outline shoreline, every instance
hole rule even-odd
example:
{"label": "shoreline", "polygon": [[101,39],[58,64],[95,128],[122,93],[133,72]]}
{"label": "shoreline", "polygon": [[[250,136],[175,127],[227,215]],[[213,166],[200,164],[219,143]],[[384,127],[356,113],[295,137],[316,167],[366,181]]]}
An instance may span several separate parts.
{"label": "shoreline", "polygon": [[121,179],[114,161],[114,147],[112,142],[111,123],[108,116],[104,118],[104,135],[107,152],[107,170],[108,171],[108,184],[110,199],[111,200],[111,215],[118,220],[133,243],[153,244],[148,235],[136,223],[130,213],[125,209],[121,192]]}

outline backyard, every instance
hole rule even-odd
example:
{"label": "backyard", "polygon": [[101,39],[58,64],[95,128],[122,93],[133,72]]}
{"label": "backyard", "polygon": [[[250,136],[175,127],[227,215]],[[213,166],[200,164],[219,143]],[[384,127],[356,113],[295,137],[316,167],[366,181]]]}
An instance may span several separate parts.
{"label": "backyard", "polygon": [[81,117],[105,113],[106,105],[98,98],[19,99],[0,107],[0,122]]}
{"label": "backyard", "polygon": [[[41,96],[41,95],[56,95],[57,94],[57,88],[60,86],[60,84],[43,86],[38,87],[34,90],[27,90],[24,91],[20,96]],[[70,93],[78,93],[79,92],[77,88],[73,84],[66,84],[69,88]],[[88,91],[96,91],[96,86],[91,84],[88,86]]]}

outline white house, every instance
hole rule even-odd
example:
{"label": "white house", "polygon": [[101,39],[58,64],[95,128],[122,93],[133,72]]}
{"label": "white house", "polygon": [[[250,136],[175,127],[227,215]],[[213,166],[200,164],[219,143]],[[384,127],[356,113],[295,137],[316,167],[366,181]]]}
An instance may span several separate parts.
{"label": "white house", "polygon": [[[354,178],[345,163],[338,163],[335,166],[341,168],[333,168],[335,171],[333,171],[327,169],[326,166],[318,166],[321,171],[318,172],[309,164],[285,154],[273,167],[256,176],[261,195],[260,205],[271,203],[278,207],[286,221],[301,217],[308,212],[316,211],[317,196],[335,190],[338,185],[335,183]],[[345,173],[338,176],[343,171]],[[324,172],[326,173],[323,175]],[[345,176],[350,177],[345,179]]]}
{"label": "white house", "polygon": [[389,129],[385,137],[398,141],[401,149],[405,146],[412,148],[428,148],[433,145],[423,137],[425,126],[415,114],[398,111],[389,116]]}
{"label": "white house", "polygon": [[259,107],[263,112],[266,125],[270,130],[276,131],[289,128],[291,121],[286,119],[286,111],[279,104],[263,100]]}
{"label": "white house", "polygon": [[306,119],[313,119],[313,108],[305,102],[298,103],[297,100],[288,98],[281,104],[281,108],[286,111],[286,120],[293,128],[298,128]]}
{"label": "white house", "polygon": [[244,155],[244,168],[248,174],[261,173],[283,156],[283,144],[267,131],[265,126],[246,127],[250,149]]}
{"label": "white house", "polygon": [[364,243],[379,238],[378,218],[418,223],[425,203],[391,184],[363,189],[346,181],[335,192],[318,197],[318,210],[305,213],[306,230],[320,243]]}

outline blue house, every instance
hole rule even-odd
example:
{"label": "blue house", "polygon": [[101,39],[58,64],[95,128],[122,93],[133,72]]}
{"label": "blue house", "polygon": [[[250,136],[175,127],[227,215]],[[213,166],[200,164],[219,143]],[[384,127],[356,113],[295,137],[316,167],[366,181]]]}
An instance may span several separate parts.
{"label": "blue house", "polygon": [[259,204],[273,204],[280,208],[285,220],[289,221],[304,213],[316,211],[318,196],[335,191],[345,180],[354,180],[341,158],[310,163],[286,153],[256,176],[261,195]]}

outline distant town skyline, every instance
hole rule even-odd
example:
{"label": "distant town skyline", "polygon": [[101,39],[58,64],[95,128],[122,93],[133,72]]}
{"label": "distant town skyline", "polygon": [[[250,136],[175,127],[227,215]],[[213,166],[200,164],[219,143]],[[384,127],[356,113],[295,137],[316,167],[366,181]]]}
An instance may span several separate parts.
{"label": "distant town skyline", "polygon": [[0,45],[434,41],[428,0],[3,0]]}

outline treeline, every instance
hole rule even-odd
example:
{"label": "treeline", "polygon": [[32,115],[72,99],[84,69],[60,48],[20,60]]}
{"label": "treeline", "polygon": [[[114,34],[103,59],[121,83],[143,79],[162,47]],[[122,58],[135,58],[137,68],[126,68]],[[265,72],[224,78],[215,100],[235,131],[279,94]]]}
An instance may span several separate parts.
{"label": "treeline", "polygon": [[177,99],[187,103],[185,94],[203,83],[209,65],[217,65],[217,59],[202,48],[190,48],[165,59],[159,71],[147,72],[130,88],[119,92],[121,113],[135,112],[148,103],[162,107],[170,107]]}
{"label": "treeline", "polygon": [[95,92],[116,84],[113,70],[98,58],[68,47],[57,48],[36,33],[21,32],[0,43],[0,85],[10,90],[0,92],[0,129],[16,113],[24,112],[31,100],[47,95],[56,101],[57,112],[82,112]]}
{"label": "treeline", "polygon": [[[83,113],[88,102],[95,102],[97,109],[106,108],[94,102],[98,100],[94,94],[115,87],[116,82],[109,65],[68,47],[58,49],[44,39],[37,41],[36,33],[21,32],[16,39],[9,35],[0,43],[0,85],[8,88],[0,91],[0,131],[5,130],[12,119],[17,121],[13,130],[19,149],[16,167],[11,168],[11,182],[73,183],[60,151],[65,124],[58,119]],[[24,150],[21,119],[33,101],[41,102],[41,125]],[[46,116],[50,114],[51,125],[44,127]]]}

**Task brief**: Please collect each line of the entries that contains the string "every". Case counts.

**Exercise output**:
outline shoreline, every instance
outline backyard, every instance
outline white house, every instance
outline blue house, every instance
outline distant town skyline, every instance
outline treeline, every instance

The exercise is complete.